Excerpted data:
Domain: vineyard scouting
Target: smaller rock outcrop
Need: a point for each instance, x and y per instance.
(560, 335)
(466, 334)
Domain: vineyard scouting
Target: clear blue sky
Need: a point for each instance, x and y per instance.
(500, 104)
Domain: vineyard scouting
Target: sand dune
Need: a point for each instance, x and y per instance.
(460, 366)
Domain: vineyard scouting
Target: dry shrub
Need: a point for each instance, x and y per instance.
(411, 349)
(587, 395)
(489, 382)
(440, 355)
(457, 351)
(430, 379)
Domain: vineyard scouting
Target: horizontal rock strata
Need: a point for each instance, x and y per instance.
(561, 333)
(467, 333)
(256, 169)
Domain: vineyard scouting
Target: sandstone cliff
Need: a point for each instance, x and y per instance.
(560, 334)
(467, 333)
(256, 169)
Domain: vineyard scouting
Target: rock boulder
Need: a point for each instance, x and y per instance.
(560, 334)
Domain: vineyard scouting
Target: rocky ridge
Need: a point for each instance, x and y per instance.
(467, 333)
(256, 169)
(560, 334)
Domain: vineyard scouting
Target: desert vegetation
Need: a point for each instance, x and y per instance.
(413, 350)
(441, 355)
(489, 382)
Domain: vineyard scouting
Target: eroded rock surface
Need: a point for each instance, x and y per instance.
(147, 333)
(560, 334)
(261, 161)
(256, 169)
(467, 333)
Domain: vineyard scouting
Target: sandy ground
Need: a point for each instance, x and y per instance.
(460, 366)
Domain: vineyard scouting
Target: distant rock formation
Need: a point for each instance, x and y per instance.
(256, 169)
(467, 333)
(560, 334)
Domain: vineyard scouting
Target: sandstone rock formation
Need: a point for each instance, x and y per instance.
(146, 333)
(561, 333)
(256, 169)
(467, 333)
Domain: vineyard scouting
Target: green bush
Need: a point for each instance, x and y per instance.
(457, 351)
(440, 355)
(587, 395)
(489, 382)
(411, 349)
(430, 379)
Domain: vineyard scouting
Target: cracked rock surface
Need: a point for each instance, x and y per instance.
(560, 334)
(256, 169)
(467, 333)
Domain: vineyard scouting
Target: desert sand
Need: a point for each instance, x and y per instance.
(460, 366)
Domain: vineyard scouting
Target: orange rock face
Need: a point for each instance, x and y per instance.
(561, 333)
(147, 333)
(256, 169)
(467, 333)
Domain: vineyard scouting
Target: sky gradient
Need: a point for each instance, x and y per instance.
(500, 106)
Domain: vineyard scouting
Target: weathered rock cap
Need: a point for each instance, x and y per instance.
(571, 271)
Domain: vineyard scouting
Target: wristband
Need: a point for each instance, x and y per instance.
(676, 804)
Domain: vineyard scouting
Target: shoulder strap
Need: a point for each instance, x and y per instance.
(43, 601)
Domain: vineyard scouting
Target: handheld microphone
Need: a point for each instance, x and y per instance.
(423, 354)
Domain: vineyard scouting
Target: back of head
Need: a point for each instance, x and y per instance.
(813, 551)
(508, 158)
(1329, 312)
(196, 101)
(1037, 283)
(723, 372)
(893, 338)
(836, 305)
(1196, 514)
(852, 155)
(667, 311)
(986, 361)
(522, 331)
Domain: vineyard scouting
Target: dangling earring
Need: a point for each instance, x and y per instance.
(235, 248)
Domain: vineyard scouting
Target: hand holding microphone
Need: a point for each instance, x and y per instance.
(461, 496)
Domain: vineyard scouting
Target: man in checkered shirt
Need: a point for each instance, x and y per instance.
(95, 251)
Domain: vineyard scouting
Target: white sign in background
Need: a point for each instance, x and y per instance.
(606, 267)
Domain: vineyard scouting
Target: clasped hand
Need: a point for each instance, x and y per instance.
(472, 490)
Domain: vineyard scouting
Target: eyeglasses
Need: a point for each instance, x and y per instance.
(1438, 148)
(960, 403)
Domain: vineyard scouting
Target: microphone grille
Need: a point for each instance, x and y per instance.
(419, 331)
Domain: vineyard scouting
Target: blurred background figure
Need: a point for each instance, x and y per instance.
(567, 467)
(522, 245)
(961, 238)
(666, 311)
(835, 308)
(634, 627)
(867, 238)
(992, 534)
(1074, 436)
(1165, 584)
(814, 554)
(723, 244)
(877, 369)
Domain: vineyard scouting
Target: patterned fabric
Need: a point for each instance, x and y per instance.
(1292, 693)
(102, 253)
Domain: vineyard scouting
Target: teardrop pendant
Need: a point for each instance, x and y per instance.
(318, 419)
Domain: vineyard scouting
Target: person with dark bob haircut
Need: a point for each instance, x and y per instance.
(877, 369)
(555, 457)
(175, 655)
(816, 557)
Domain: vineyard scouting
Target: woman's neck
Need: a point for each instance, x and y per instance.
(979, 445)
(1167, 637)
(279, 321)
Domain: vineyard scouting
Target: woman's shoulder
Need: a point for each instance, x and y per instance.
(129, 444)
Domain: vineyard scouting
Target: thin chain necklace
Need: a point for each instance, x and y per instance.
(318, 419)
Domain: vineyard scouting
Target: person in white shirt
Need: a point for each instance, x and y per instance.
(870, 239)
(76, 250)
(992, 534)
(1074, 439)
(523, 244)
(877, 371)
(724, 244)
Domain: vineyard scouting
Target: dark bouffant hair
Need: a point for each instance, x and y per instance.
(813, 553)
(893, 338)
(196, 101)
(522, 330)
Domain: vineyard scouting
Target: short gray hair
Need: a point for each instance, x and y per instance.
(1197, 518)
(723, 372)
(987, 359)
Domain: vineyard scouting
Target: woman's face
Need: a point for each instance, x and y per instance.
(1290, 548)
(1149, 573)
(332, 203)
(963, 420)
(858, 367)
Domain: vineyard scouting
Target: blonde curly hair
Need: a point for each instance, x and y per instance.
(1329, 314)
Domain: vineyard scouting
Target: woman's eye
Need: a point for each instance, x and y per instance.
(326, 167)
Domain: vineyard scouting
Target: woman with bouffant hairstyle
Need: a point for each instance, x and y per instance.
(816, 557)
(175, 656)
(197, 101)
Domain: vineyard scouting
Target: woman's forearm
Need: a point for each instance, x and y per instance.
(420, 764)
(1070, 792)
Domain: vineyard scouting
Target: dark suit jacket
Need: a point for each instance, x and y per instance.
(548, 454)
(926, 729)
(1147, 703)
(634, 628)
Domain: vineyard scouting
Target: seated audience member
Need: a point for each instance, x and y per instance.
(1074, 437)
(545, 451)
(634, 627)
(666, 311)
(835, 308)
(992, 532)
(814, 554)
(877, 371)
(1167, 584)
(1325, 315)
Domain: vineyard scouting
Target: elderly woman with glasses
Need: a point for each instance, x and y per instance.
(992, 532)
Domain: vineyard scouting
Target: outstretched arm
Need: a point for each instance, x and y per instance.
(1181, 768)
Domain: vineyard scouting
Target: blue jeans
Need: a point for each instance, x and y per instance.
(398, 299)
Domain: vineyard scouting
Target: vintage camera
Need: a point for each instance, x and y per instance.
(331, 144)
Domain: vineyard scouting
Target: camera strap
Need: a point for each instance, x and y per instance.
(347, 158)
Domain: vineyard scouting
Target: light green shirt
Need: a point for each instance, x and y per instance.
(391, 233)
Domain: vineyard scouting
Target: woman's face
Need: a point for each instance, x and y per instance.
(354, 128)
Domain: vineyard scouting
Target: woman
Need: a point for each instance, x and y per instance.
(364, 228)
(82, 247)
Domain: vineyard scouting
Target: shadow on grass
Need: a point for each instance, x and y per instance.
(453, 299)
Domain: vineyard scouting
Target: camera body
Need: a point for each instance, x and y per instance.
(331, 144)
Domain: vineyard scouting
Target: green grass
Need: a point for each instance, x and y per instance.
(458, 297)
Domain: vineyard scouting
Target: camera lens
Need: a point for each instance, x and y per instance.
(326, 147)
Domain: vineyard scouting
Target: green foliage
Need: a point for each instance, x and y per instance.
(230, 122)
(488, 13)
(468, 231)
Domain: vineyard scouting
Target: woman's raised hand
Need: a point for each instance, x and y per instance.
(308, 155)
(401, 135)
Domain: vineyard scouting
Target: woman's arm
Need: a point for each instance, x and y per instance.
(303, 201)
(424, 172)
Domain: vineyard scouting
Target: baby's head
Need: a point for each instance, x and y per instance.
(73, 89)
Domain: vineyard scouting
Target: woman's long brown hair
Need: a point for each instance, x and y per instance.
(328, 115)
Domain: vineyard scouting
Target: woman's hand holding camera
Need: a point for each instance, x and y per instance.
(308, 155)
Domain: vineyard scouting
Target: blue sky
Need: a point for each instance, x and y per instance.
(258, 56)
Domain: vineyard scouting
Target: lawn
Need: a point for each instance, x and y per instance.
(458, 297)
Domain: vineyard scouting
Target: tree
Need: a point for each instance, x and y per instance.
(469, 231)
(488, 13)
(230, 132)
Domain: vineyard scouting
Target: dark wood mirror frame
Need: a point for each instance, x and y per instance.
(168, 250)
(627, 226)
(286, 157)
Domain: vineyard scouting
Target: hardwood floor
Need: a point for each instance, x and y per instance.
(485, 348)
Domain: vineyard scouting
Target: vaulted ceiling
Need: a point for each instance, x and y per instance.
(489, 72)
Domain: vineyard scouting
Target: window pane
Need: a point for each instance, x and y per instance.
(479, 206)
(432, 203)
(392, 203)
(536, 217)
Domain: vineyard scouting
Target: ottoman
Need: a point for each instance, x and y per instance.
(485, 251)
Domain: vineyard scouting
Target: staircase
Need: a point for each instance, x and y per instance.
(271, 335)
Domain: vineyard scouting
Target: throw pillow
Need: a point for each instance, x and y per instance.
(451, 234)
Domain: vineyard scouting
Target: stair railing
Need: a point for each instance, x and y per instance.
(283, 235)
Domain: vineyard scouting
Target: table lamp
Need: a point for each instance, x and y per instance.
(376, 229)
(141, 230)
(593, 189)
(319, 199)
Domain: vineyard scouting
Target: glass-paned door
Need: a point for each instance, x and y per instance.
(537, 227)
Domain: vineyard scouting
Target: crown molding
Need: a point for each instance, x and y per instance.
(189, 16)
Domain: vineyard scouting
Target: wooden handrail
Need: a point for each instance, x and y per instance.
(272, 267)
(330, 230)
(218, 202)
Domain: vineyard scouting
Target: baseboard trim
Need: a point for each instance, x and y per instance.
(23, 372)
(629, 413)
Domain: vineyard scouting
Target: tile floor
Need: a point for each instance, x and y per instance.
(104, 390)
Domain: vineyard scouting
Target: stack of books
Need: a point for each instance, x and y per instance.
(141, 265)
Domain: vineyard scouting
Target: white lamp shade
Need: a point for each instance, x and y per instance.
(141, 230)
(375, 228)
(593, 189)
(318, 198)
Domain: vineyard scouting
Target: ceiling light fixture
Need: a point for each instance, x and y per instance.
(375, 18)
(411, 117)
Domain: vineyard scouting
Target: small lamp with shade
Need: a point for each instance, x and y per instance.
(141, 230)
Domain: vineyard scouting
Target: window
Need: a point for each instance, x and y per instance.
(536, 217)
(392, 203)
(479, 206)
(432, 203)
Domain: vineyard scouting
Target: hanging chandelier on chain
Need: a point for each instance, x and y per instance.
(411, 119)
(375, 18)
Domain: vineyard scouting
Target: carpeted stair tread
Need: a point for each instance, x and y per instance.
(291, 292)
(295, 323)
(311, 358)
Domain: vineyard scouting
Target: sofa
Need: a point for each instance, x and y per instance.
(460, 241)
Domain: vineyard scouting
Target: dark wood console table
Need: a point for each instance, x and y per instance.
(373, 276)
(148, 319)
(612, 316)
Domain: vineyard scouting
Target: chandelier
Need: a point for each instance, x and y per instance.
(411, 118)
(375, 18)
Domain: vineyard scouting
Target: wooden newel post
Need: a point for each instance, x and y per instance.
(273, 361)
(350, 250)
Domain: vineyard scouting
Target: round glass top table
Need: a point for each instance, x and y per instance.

Instructions to follow: Filter the entries down to the lines that include the string "surface".

Exercise result:
Target: eroded rock surface
Target: cracked rock surface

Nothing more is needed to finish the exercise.